OBJETIVO 1 — Reproduza sem alterações, nos registros, as linhas que vão da que contém "of the residential" até a que contém "Target: residential building", incluindo ambas.

TRECHO DA PÁGINA —
<<<<

Carlos Benavides*
CIDADE DO MÉXICO - Evo Morales não se arrepende de ter tentado um quarto mandato e diz que esperava governar por 20 anos, até o ano de 2025, já que nessa data emblemática do bicentenário da fundação da Bolívia teria completado o ciclo de transformação política e econômica do país.
Asilado no México desde a terça-feira, Morales considera que não foram as manifestações sociais ou as denúncias de irregularidades eleitorais que levaram à sua saída da Presidência, e sim um conluio para orquestrar um "golpe de Estado" fincado no racismo.
Em entrevista ao jornal mexicano EL UNIVERSAL, o agora ex-presidente rejeitou as denúncias de fraude eleitoral e disse que sua renúncia ao cargo não foi por covardia, e sim para evitar derramamento de sangue na Bolívia. Ele ressaltou que, até o domingo passado, quando renunciou, não havia mortes registradas por ferimentos de tiros. Três dias depois, já eram dez mortos.
O ex-mandatário assegurou que está pronto para voltar à Bolívia de imediato se a Assembleia do país não aceitar a renúncia que apresentou no domingo passado. Voltaria, disse, com objetivo de pacificar o país e organizar novas eleições, nas quais está disposto a não ser candidato.
Morales culpa o governo dos Estados Unidos por estar por trás do "golpe" que o tirou da Presidência e diz que todas as mortes que acontecerem na Bolívia pela crise gerada por sua saída do poder são responsabilidade da Organização dos Estados Americanos (OEA), que acusa de ter contribuído para o "golpe de Estado".
O senhor era admirado por ter conseguido muitas mudanças na Bolívia, um crescimento econômico muito satisfatório, por ter levado um governo de igualdade ao seu país. No entanto, seus críticos destacam como um erro que tenha desejado um quarto mandato. Foi um erro ter concorrido novamente?
Depois de 13 anos, quase 14 anos, ganhamos no primeiro turno, e a direita nos rouba o triunfo. Na primeira candidatura à Presidência, em 2002 (quando Gonzalo Sánchez de Lozada foi declarado vencedor), eu não perdi, me roubaram. Nesta última também não perdi, me roubaram, ganhamos no primeiro turno. Em 2002, me expulsaram do Congresso; agora com este conflito, me expulsaram da Bolívia. Quando me expulsaram do Congresso, tinha apenas quatro deputados; voltei com 27. Agora que me expulsaram da Bolívia por razões políticas, voltaremos com milhões e milhões: estou convencido porque o povo está mobilizado contra o golpe de Estado. Não me arrependo, não, porque ganhamos as eleições no primeiro turno: não como antes, com mais de 50%, 60%, mas também quero dizer que agora alguns que votaram na direita ou em outros estão arrependidos. Como permaneci por tanto tempo me acusam de ditadura… mas agora o povo está vendo uma ditadura. No domingo que renunciei para que não agredissem meus irmãos, minhas irmãs… Queimaram um dia antes a casa de minha irmã. No que dia em que estava renunciando saquearam minha casa: esse é o racismo, eles semearam racismo. É mal visto ser indígena.

>>>>

REGISTROS DE ENTRADA —
<<<<

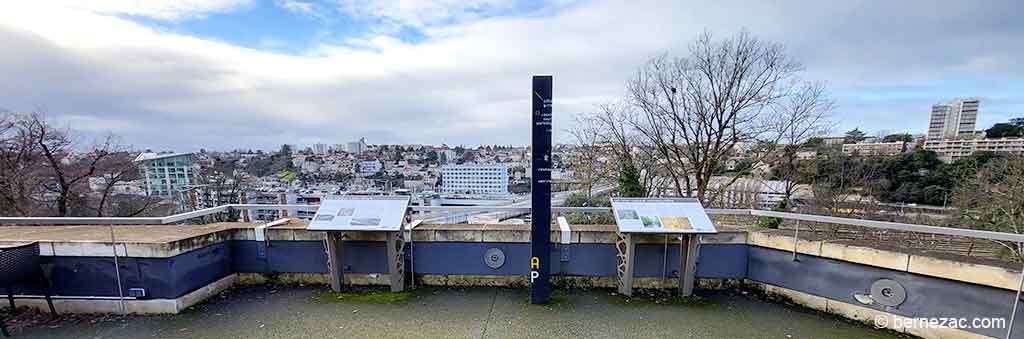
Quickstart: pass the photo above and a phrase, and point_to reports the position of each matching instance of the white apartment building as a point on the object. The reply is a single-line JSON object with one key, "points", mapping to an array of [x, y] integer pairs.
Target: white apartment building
{"points": [[321, 149], [950, 151], [357, 146], [475, 178], [165, 174], [877, 149], [953, 119], [370, 166]]}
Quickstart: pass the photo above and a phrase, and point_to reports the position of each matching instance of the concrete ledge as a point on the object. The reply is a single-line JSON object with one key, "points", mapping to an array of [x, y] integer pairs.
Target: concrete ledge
{"points": [[866, 255], [137, 306], [867, 315], [970, 272], [925, 265], [312, 279]]}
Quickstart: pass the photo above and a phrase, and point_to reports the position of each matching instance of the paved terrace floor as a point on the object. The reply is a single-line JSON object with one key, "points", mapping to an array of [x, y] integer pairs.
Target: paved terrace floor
{"points": [[480, 312]]}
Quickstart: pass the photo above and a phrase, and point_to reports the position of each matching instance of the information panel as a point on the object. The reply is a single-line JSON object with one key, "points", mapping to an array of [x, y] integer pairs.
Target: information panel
{"points": [[360, 213], [660, 215]]}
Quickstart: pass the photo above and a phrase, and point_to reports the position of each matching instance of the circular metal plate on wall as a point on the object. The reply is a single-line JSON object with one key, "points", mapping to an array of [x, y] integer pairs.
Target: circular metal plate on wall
{"points": [[495, 258], [888, 292]]}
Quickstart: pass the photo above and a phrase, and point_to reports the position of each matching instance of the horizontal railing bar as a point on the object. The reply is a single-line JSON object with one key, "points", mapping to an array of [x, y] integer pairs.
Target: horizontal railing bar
{"points": [[194, 214], [784, 215], [80, 220], [467, 208], [894, 225]]}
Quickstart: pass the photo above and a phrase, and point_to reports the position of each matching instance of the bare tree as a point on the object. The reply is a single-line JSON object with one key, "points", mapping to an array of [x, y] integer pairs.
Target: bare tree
{"points": [[806, 114], [613, 122], [45, 171], [694, 111], [588, 158], [992, 201]]}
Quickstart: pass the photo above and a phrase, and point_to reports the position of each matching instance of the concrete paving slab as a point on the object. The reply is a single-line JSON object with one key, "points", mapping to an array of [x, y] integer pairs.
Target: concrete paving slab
{"points": [[478, 312]]}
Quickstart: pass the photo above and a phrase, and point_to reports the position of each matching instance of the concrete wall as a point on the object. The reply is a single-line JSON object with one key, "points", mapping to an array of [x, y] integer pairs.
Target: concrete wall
{"points": [[825, 277]]}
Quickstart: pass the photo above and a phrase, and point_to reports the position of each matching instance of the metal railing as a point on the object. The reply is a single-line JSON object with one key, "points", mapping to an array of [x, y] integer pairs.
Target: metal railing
{"points": [[292, 209], [428, 211]]}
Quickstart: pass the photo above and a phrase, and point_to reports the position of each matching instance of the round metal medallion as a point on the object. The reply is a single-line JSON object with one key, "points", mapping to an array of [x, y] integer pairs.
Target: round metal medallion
{"points": [[888, 292], [495, 258]]}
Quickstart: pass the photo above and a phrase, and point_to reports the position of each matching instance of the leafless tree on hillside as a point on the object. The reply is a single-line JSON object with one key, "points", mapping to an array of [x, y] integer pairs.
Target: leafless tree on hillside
{"points": [[694, 111]]}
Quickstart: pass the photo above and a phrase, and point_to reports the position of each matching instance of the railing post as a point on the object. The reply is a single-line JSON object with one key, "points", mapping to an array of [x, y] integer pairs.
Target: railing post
{"points": [[117, 271], [796, 240], [1013, 312]]}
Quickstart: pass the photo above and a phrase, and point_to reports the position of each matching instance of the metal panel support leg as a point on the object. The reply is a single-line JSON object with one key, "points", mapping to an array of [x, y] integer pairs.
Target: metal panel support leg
{"points": [[687, 263], [394, 260], [627, 251], [336, 266], [10, 299]]}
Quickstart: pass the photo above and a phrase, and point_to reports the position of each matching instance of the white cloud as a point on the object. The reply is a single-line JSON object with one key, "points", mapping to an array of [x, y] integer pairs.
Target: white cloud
{"points": [[468, 82], [161, 9], [423, 13], [296, 6]]}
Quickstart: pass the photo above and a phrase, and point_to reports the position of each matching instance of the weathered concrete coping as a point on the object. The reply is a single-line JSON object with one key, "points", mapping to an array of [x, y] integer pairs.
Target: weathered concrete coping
{"points": [[169, 241], [980, 273]]}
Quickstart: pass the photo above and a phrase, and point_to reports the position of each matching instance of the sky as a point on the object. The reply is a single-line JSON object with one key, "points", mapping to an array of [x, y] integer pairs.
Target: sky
{"points": [[247, 74]]}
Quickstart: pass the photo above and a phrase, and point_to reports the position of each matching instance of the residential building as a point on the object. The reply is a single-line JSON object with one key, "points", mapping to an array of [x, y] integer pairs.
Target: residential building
{"points": [[475, 178], [877, 149], [165, 174], [357, 146], [833, 140], [371, 166], [321, 149], [952, 120], [448, 157], [951, 150], [747, 193]]}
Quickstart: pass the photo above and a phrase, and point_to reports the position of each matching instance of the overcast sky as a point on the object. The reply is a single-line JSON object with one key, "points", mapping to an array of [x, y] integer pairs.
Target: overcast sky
{"points": [[226, 74]]}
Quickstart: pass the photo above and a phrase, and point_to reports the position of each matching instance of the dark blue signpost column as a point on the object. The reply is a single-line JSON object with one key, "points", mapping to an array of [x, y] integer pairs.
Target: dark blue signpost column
{"points": [[540, 235]]}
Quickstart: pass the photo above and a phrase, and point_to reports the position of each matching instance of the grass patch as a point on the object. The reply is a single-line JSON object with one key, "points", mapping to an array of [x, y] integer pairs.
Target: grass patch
{"points": [[374, 297], [660, 298]]}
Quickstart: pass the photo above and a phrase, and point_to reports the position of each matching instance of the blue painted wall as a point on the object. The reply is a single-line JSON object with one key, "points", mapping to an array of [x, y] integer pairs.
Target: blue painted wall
{"points": [[927, 296], [172, 278], [162, 278]]}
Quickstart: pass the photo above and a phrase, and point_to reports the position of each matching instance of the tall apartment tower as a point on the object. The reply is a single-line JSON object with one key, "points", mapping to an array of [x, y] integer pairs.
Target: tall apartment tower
{"points": [[952, 119]]}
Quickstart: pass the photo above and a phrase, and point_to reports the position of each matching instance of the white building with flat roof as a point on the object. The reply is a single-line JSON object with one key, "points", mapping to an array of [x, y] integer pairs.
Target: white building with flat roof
{"points": [[877, 149], [165, 174], [953, 119], [370, 166], [357, 146], [475, 178]]}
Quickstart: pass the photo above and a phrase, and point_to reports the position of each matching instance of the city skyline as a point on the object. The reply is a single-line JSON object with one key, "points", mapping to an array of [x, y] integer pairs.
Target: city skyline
{"points": [[181, 77]]}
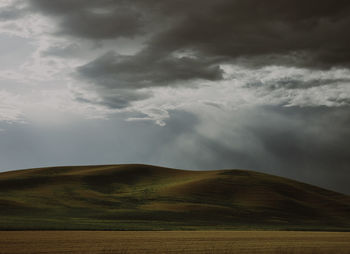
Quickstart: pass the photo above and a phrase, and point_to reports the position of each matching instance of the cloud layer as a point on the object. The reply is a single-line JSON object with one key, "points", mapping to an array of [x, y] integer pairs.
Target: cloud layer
{"points": [[237, 83]]}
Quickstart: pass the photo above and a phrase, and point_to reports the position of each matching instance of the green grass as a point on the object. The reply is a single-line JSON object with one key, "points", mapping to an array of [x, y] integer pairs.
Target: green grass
{"points": [[141, 197]]}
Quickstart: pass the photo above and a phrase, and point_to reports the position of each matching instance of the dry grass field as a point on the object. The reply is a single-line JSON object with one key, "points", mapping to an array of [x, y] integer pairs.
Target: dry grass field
{"points": [[252, 242]]}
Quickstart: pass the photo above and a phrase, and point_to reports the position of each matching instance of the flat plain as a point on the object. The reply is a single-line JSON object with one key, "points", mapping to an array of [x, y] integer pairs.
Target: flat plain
{"points": [[130, 242]]}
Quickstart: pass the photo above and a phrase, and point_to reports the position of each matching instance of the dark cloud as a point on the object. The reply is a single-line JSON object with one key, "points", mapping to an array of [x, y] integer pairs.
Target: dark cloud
{"points": [[11, 13], [307, 144], [186, 41], [115, 98], [147, 69], [295, 83], [93, 19]]}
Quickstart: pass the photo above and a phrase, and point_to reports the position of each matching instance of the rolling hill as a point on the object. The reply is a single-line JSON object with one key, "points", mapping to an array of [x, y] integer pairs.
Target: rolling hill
{"points": [[142, 197]]}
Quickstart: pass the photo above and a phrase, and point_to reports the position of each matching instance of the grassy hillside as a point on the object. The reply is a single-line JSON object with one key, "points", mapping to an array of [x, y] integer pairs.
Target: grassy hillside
{"points": [[141, 197]]}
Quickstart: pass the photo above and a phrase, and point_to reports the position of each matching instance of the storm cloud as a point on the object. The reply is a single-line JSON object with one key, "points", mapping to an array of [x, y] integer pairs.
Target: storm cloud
{"points": [[262, 85]]}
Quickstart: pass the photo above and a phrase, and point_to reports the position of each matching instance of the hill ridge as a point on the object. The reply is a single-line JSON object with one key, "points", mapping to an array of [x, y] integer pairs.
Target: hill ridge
{"points": [[145, 197]]}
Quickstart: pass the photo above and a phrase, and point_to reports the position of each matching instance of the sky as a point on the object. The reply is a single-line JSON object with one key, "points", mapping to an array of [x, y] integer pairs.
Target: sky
{"points": [[200, 84]]}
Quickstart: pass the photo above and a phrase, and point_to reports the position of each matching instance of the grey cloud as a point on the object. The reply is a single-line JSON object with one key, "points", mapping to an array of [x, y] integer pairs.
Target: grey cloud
{"points": [[147, 70], [114, 99], [310, 34], [93, 19], [307, 31], [307, 144], [11, 13], [295, 83]]}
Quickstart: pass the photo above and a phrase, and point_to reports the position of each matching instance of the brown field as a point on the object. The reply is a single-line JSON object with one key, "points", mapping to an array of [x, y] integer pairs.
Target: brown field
{"points": [[174, 242]]}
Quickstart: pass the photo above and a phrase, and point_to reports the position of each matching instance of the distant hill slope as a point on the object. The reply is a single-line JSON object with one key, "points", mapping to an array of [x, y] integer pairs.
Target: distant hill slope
{"points": [[141, 197]]}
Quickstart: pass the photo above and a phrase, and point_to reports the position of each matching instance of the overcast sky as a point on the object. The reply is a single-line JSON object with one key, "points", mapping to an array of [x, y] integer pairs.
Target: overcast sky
{"points": [[200, 84]]}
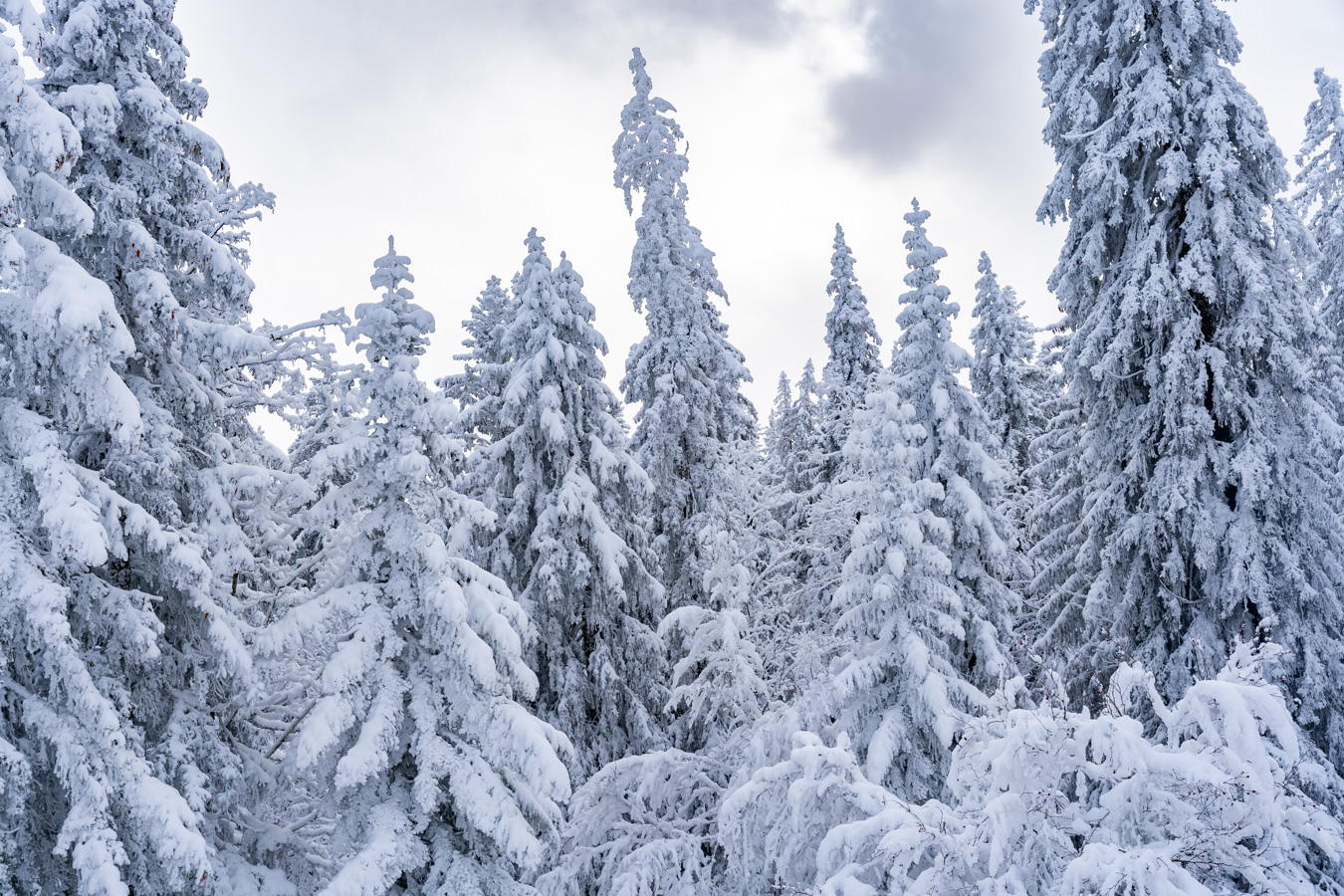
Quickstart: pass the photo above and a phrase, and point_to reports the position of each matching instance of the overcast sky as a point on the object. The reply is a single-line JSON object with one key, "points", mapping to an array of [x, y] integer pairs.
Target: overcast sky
{"points": [[457, 125]]}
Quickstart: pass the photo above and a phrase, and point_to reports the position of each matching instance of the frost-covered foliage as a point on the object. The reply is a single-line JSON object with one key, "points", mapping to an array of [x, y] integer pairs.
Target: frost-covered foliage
{"points": [[794, 441], [684, 373], [773, 825], [642, 826], [852, 338], [572, 534], [1207, 508], [1320, 199], [1050, 802], [779, 437], [480, 387], [717, 685], [922, 594], [141, 518], [432, 772], [808, 572], [1003, 376]]}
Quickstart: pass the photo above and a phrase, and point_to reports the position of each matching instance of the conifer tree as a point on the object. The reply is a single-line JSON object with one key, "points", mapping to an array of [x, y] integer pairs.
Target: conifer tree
{"points": [[1207, 511], [1320, 199], [808, 423], [571, 539], [434, 777], [852, 338], [168, 499], [779, 437], [684, 375], [480, 387], [1003, 376], [922, 594]]}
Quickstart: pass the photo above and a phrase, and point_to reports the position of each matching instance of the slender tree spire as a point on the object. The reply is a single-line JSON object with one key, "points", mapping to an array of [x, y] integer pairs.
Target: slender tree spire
{"points": [[1207, 508], [684, 375]]}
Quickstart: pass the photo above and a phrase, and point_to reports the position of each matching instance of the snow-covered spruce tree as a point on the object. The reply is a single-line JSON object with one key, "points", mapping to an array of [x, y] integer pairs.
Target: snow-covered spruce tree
{"points": [[779, 437], [1066, 803], [480, 385], [684, 375], [806, 422], [571, 538], [1320, 199], [1003, 373], [817, 545], [642, 826], [718, 688], [127, 680], [1209, 511], [794, 439], [433, 776], [647, 823], [922, 596], [852, 338]]}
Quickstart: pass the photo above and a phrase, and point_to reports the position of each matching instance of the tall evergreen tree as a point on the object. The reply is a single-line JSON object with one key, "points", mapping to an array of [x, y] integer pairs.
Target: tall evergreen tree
{"points": [[852, 338], [684, 375], [145, 676], [433, 776], [1207, 510], [1320, 199], [922, 591], [480, 387], [571, 541], [779, 437], [1003, 376]]}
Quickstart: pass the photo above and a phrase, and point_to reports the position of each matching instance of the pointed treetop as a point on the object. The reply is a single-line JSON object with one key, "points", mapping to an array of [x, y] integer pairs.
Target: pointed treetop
{"points": [[391, 270], [395, 328], [647, 150], [851, 335], [642, 84]]}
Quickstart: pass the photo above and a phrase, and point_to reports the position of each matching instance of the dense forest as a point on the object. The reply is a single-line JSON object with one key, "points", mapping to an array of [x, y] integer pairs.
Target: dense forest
{"points": [[1060, 614]]}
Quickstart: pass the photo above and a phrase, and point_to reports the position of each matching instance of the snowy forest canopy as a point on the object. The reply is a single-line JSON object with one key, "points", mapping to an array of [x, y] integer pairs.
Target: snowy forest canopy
{"points": [[1058, 615]]}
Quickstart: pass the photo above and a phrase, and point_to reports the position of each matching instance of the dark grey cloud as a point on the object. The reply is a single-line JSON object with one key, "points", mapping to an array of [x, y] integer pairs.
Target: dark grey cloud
{"points": [[945, 74]]}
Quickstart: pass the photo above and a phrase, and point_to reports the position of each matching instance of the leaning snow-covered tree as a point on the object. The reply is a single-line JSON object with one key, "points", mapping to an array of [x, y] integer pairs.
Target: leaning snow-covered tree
{"points": [[684, 373], [434, 776], [922, 594], [1209, 510], [571, 537], [852, 338], [479, 388], [1003, 376]]}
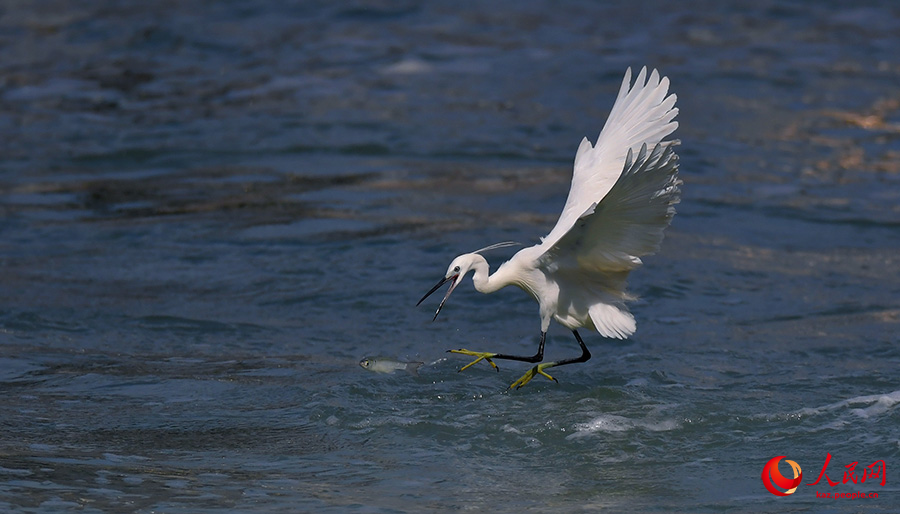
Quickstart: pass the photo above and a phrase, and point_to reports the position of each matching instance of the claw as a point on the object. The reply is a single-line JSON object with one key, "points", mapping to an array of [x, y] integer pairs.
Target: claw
{"points": [[481, 356], [537, 370]]}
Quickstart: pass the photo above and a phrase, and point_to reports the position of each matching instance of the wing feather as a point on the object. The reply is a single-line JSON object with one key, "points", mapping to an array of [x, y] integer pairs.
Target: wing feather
{"points": [[612, 235], [641, 115]]}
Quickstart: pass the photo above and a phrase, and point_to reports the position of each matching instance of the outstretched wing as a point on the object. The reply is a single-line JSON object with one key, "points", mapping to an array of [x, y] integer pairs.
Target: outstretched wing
{"points": [[611, 235], [642, 115]]}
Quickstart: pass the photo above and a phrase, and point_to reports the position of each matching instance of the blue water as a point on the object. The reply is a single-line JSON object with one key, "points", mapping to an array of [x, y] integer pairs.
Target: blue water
{"points": [[213, 210]]}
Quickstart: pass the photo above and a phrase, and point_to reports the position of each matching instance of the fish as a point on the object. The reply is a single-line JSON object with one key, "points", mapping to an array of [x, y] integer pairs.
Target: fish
{"points": [[386, 365]]}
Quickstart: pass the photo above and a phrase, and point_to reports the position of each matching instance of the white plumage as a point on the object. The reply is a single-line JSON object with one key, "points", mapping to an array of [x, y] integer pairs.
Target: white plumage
{"points": [[622, 198]]}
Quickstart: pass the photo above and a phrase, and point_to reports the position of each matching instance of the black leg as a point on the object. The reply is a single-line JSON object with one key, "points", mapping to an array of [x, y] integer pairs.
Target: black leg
{"points": [[488, 356], [539, 369], [538, 357], [585, 354]]}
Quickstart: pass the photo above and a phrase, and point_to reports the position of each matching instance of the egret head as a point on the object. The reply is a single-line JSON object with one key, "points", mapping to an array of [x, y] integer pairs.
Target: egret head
{"points": [[458, 269], [455, 273]]}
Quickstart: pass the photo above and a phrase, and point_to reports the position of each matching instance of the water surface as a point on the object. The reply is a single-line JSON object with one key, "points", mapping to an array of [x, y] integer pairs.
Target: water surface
{"points": [[212, 211]]}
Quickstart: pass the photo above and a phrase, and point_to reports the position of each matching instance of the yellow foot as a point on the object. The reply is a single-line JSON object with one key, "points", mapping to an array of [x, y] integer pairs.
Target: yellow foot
{"points": [[537, 370], [481, 356]]}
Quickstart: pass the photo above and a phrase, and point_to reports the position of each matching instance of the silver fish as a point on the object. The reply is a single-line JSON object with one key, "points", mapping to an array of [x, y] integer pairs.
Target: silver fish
{"points": [[385, 365]]}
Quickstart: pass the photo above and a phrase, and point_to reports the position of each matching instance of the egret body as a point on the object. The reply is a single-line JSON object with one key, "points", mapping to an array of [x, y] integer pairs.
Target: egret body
{"points": [[622, 198]]}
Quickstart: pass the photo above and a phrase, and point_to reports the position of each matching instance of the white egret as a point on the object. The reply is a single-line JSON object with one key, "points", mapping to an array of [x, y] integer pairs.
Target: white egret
{"points": [[621, 199]]}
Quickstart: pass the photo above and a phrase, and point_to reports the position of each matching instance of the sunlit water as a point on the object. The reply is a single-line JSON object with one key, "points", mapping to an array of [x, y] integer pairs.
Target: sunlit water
{"points": [[212, 212]]}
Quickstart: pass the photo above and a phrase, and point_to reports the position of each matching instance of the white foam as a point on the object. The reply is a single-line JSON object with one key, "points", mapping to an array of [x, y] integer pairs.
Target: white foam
{"points": [[875, 404], [611, 423]]}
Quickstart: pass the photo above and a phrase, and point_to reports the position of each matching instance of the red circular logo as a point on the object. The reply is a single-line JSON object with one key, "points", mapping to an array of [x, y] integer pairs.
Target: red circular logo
{"points": [[772, 477]]}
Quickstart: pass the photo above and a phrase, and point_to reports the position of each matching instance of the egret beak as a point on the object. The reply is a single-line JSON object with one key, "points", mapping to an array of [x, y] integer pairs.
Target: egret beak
{"points": [[435, 288]]}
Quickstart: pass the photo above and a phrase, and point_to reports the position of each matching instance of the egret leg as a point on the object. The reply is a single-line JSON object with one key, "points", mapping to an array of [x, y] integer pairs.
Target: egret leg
{"points": [[487, 356], [539, 369]]}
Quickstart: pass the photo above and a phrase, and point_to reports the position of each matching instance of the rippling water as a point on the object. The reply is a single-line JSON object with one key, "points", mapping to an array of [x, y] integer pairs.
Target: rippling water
{"points": [[213, 211]]}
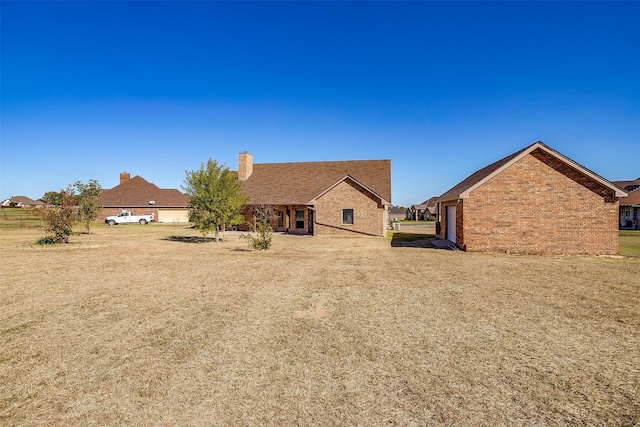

>>>>

OBJETIVO 2 — De acordo com o trecho sobre Evo Morales, até que ano ele esperava governar a Bolívia?

RESPOSTA COMPLETA 1 —
Quickstart: pass the photo above and a phrase, and point_to reports the position of each matching instance of the residential building as a point on the object. The reply is a single-line JSON object with one key, "points", mapping to an array of [x, y] integer pairs.
Target: residential building

RESPOSTA COMPLETA 2 — Até o ano de 2025.